▶ Task description: Rename "mirror frame" to "vanity mirror" in the material below, starting at the line that contains "Could you point out every instance of the mirror" and stopping after the last line of the material. Give back only those lines with everything else left unchanged.

▶ Exercise material:

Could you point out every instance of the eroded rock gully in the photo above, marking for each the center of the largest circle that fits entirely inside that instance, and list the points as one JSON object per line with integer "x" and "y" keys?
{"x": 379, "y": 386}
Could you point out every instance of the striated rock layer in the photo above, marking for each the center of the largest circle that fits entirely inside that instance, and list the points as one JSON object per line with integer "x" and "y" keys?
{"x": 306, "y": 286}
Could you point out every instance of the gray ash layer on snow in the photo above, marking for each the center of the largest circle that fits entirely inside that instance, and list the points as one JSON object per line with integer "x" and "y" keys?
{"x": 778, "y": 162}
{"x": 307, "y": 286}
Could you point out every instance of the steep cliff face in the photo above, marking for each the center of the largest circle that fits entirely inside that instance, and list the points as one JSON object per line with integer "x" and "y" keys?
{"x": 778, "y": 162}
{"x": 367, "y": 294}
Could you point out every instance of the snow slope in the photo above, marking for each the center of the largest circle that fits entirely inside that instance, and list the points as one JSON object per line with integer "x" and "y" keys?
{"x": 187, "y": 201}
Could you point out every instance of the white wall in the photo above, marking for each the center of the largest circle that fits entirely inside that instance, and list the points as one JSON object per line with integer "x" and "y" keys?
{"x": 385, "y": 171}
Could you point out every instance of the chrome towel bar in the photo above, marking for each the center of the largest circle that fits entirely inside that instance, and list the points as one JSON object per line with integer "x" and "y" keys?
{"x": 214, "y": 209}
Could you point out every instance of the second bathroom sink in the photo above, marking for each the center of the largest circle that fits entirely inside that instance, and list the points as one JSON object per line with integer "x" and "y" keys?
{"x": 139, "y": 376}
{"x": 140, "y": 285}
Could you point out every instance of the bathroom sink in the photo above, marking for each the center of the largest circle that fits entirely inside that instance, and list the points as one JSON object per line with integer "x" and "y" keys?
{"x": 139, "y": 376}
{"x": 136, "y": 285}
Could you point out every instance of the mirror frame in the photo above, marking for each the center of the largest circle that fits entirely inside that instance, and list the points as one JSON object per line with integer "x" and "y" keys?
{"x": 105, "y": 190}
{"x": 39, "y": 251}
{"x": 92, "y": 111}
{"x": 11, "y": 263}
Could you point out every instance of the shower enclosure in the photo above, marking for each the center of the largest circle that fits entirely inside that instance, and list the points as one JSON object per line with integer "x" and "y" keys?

▶ Problem solution:
Could you point out every instance of the vanity mirror in the photo above, marking for each the center of the largest circle that fits entirely inside that instance, and list the points as one JSON object per line with integer "x" and "y" keys?
{"x": 105, "y": 190}
{"x": 39, "y": 251}
{"x": 92, "y": 111}
{"x": 11, "y": 263}
Could you point out every instance of the shower enclosure in the photo above, marking for each the center of the largest circle that fits entirely inside that instance, and list the points as one JSON object per line with integer "x" and "y" keys?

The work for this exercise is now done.